TASK OBJECTIVE: Output the full listing again without altering anything.

PROVIDED DATA:
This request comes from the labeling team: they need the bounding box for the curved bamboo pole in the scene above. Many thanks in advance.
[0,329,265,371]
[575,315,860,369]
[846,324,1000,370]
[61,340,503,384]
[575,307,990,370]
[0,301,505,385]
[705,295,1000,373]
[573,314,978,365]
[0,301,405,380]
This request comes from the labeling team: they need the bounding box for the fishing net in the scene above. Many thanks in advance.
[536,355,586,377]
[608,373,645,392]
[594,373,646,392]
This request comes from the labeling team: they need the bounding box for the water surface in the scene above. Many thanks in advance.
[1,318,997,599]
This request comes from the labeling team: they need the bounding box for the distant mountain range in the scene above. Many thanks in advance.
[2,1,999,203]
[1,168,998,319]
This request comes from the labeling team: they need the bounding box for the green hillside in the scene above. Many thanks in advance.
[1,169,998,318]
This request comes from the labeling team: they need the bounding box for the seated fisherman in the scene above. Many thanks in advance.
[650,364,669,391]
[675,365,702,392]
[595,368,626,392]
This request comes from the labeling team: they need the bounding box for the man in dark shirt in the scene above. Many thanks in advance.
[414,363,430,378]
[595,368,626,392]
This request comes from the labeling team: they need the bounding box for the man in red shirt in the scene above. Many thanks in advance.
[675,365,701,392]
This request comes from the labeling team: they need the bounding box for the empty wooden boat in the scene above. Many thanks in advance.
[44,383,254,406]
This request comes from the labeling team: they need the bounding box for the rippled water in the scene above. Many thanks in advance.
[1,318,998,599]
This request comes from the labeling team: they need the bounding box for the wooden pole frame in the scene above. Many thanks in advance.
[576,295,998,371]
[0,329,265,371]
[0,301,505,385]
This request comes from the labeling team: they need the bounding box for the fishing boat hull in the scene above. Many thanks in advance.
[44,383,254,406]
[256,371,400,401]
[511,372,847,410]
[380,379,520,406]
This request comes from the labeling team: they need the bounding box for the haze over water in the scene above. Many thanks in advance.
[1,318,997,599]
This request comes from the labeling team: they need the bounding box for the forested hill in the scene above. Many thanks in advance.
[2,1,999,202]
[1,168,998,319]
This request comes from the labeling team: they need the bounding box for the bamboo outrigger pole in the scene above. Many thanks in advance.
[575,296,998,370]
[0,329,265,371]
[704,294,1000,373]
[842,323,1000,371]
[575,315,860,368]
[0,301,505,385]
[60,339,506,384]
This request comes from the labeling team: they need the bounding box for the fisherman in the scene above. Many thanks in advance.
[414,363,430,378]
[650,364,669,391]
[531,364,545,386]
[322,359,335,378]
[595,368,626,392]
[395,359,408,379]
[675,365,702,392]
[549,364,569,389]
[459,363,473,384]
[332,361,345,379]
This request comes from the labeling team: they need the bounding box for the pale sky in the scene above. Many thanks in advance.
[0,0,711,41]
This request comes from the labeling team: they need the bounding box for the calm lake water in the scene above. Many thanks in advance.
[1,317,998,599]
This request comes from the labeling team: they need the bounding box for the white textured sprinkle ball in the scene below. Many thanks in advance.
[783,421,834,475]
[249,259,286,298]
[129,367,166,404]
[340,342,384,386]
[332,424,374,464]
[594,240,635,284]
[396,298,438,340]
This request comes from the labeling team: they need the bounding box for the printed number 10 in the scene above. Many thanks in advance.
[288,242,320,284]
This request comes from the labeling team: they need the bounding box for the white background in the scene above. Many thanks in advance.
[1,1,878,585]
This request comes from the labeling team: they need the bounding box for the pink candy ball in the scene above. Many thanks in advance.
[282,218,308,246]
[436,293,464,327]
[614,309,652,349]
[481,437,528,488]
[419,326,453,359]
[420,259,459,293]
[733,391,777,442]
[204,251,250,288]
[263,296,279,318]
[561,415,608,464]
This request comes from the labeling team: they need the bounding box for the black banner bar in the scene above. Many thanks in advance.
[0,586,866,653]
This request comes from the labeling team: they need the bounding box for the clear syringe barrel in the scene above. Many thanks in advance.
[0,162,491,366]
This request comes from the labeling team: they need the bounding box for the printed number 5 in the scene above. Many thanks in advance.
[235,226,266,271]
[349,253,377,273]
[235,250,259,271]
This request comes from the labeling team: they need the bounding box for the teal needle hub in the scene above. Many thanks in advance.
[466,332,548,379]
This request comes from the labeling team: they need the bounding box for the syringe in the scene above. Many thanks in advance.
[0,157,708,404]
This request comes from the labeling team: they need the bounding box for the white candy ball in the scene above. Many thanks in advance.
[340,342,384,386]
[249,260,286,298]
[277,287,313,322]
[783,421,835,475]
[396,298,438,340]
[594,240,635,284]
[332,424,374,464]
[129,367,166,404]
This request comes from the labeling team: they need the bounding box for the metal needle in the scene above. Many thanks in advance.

YOUR RESPONSE:
This request comes from the labeling team: they need the bounding box for the curved bamboo pole in the scene above. Many thanks in advance.
[0,329,265,371]
[575,315,860,369]
[846,324,1000,370]
[61,340,503,384]
[575,307,990,370]
[0,301,505,385]
[705,295,1000,373]
[573,314,978,365]
[0,301,405,380]
This request comes from the labeling team: they need the bounding box for the fishing net in the scene above. Many thanks in advance.
[536,355,586,377]
[608,373,645,392]
[594,373,646,392]
This request comes from the labeling team: they need the bounding box for the water surface in the scene above. Many thanks in advance.
[1,318,997,599]
This request comes from the labeling team: they need the bounding box for the distant mountain range in the scene above. Many thanks in advance.
[2,1,999,203]
[1,168,998,319]
This request comes from the labeling team: they need the bounding box for the green hillside in the scene above. Many thanks in advance.
[1,169,998,318]
This request comes from the labeling team: they need the bounding box for the seated fisherman in the scene above. Many thanks in advance.
[650,364,669,391]
[675,365,702,392]
[595,368,626,392]
This request comes from the labeling team: they need the bounding box for the man in dark shirt in the scene above. Many thanks in advance.
[414,363,430,378]
[595,368,626,392]
This request comes from the labeling team: they need the bounding box for the man in red shirt in the scene above. Many thanks in advance.
[675,365,701,392]
This request comes from the labeling team: they need the bounding box for the empty wooden boat in the scene above. Many thanks in advance.
[44,383,254,406]
This request comes from the labeling team: they need the bounding box for the rippled water in the scene above. Many thanks in advance.
[1,318,998,599]
This request comes from the labeling team: they need the bounding box for the wooden pole frame in the scene above. Many thanks in advance.
[576,295,998,371]
[0,329,265,371]
[0,301,505,385]
This request comes from the labeling team: they need the bounding box for the fishing boat hull in the scene above. Many thanks in advance.
[44,383,254,406]
[256,371,400,401]
[511,372,847,410]
[380,379,520,406]
This request comes from the labeling team: they need the bounding box for the haze over water in the scene above. Many thanks in advance.
[1,318,997,599]
This request comes from the labeling team: they need the bounding box for the forested hill in the scene above. Many thanks in advance.
[2,1,999,202]
[1,168,998,319]
This request comes from the labeling team: they need the bounding box for the bamboo outrigger pole in the scene above. Many thanks in advance.
[575,296,998,370]
[0,329,265,371]
[704,294,1000,373]
[842,323,1000,371]
[575,315,860,368]
[0,301,505,385]
[60,339,506,384]
This request comes from the labeling team: they need the bounding box for the fisherman in the scene above. Many thanks in advance.
[414,363,430,378]
[650,364,669,391]
[531,364,545,386]
[322,359,335,378]
[595,368,626,392]
[395,359,408,379]
[675,365,702,392]
[549,364,569,389]
[459,363,473,384]
[332,361,345,379]
This request comes from the labeling team: they need the bounding box for the pale sky in the scene above. Many thanks in advance.
[0,0,711,41]
This request comes from the labeling team: they need the bounding box for the calm lake water in the scene above. Many thanks in advance.
[1,317,998,599]
This request comes from the labeling team: they need the bounding box for the white textured sprinkle ball in the scene below. Many thanks in advance.
[783,421,834,475]
[249,259,286,298]
[129,367,166,404]
[340,342,384,386]
[332,424,374,464]
[594,240,635,284]
[396,298,438,340]
This request comes from the labeling team: they need the bounding box for the printed number 10 in the scene above. Many thanks in advance.
[288,242,320,284]
This request comes from the labeling team: they need the bounding box for the white background in the scene above. Many thanks in advance.
[1,1,878,585]
This request comes from the labeling team: they need the bounding box for the pink candy ball in the scene above. Many thanks in advance.
[282,218,308,246]
[436,293,464,327]
[614,309,652,349]
[481,437,528,488]
[419,326,453,359]
[420,259,459,293]
[733,391,777,442]
[204,251,250,288]
[263,296,279,318]
[561,415,608,464]
This request comes from the labeling team: they need the bounding box for the black banner bar in the scene above. Many thanks in advance.
[0,586,866,653]
This request comes from the labeling team: they need the bounding box for the clear syringe barrel in the scene above. Many thanks in advance.
[0,162,491,366]
This request comes from the labeling team: they need the bounding box for the printed number 5 in the scene above. Many thanks in advance.
[235,226,266,271]
[349,253,377,273]
[235,250,259,271]
This request comes from the labeling team: they need the bounding box for the teal needle hub in the scene above. Many thanks in advance.
[466,332,548,379]
This request comes from the labeling team: they need the bounding box for the syringe in the scene above. Many thanks in advance.
[0,157,708,404]
This request comes from the labeling team: they need the bounding box for the white candy ball in the scene above. Many thanks in advance.
[340,342,384,386]
[249,260,286,298]
[277,287,313,322]
[783,421,835,475]
[396,298,438,340]
[594,240,635,284]
[332,424,374,464]
[129,367,166,404]
This request comes from the labeling team: they need the bounding box for the metal needle in the scene above. Many thanks in advance.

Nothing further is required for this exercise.